**TASK PROMPT**
Please print out every entry below, verbatim.

Region pointing data
>>>

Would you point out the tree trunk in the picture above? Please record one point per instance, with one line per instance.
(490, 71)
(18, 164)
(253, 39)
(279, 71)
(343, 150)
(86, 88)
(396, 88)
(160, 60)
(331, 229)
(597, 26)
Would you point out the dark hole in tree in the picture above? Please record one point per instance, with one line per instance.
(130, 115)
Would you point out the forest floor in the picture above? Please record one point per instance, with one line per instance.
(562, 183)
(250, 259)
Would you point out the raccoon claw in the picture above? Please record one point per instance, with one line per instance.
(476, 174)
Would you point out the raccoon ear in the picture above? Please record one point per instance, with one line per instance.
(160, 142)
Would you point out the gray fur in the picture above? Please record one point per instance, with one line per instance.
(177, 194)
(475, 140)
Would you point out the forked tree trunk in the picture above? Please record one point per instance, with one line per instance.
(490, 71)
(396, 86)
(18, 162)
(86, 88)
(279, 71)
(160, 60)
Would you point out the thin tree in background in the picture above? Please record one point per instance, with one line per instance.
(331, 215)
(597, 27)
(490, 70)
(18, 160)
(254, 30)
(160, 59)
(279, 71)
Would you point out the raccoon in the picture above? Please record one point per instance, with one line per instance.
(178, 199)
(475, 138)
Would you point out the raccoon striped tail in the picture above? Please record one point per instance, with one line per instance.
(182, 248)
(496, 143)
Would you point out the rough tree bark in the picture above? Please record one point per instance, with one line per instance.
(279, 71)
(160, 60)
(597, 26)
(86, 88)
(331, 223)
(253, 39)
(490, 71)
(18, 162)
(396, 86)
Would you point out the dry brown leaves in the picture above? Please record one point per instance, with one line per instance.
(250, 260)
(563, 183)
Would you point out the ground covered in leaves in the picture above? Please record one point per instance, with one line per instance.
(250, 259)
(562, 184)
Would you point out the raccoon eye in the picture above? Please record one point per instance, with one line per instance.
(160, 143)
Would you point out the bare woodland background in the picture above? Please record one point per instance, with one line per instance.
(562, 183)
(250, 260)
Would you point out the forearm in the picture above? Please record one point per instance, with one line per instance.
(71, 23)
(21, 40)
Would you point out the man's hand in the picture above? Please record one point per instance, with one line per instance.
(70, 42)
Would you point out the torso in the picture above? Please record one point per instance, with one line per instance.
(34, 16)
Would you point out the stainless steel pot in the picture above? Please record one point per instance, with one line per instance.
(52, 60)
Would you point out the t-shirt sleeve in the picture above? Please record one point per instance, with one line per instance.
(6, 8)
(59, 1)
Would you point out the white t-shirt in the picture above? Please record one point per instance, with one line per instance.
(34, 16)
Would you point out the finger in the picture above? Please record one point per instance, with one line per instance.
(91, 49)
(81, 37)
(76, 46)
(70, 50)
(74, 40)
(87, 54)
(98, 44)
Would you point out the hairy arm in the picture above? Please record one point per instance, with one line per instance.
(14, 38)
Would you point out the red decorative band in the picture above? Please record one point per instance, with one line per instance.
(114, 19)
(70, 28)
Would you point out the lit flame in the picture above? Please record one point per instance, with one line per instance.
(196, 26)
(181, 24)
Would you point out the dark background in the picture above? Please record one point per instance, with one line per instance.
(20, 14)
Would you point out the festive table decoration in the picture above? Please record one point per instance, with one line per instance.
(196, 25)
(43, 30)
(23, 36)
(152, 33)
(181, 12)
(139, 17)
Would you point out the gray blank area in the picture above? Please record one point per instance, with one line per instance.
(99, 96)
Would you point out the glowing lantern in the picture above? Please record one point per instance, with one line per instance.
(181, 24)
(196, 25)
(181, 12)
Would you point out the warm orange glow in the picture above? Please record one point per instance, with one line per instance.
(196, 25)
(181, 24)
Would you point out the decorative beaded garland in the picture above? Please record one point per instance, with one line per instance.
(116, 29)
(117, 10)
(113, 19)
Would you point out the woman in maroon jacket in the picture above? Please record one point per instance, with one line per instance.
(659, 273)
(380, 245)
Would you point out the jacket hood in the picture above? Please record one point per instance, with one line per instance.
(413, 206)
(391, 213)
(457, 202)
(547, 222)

<<<

**YOUR SOLUTION**
Would you point out the tree trunk in the picture above? Please record one point per instance, with one line per instance.
(490, 71)
(18, 164)
(253, 39)
(279, 71)
(343, 150)
(86, 88)
(396, 88)
(160, 60)
(331, 229)
(597, 26)
Would you point out the dark hole in tree in the picture above? Please record one point per instance, with one line per instance.
(130, 115)
Would you point out the forest floor in the picture above? Please record one point per instance, with one line per instance.
(562, 183)
(250, 259)
Would you point out the raccoon claw in the picture above? Please record one point per instance, with one line per instance.
(476, 174)
Would you point out the raccoon ear in the picture above? Please record one point per instance, with one line per instance.
(160, 142)
Would you point out the gray fur in the picture above? Please record one point per instance, with one line per instance.
(177, 194)
(475, 140)
Would you point out the forked tree trunk in the picture above? Please record one point per instance, with one line per instance.
(490, 71)
(396, 86)
(18, 162)
(86, 88)
(279, 71)
(160, 60)
Would you point out the thin tree in background in the picture above? Please record one point per instance, with one line per instance.
(331, 215)
(597, 27)
(490, 70)
(18, 160)
(254, 30)
(160, 59)
(279, 71)
Would you point out the raccoon in the picture above? Please record one point per instance, with one line per instance.
(178, 199)
(475, 138)
Would you point out the raccoon striped tail in the picture above? Please record one point per instance, with one line per instance.
(182, 248)
(496, 143)
Would you point out the rough tree bark in the picture above? Please record one point per instance, with one line per instance.
(279, 71)
(160, 60)
(597, 26)
(86, 88)
(331, 223)
(253, 39)
(490, 71)
(18, 162)
(396, 86)
Would you point out the dry brown leaves in the picture above? Please record one point per instance, with one line per instance.
(250, 260)
(563, 183)
Would you point out the ground covered in leaves in the picture above? Please record one point per instance, with one line per instance.
(250, 259)
(562, 184)
Would you point out the raccoon eye in the picture above? Please record one point per instance, with one line per instance.
(160, 143)
Would you point out the bare woodland background in the picture above? Please record one point per instance, with one line per instance.
(562, 183)
(250, 260)
Would you point out the forearm in the picture above? Please record one point per instance, with one line per instance.
(71, 23)
(21, 40)
Would you point out the man's hand in the picture above? Please record one point per instance, with one line per instance.
(70, 42)
Would you point out the torso in the picture above? Please record one point per instance, with one line per instance.
(34, 16)
Would you point out the stainless steel pot in the picture above? Please record one point per instance, with one line per instance.
(52, 60)
Would you point out the t-shirt sleeve in the picture above? Please record one point per instance, with one line per instance.
(6, 8)
(59, 1)
Would you point out the white t-shirt in the picture above? Please record one point per instance, with one line per instance.
(34, 16)
Would you point out the finger in the picture above? Please record one point per instance, with one line per instance.
(91, 49)
(81, 37)
(76, 46)
(70, 50)
(74, 40)
(87, 54)
(98, 44)
Would you point out the hairy arm in the picture above? Please record one point per instance, with one line per instance.
(14, 38)
Would you point out the red decorative band in the picture above? Please record one point per instance, with one line per instance.
(114, 19)
(70, 28)
Would you point out the lit flame in the picture above? Please record one point per instance, with one line per instance.
(196, 26)
(181, 24)
Would you point out the dark background in the picture above? Please record one point per instance, with one line per instance.
(20, 14)
Would you point out the festive table decoration in the picture above? Please record one point per instance, with one line per instance.
(196, 25)
(43, 30)
(23, 36)
(152, 33)
(181, 12)
(139, 17)
Would you point out the gray blank area in the picture above? Please record one point per instance, with one line per instance.
(99, 96)
Would you point out the glowing lantern in the picture above? Please record one point per instance, with one line per instance.
(181, 24)
(196, 25)
(181, 12)
Would you point out the warm orange glow in the picture above? Please record one point per instance, with one line per instance.
(196, 25)
(181, 24)
Would you point out the decorative beaded garland in the picture above? Please record one point per instance, with one line per instance.
(116, 29)
(117, 10)
(113, 19)
Would you point out the woman in maroon jacket in the picture above? Please record one point per instance, with one line per instance.
(659, 273)
(380, 245)
Would you point out the jacket hood in the picture above? Please record one point per instance, with one line per instance.
(413, 206)
(391, 213)
(457, 202)
(547, 222)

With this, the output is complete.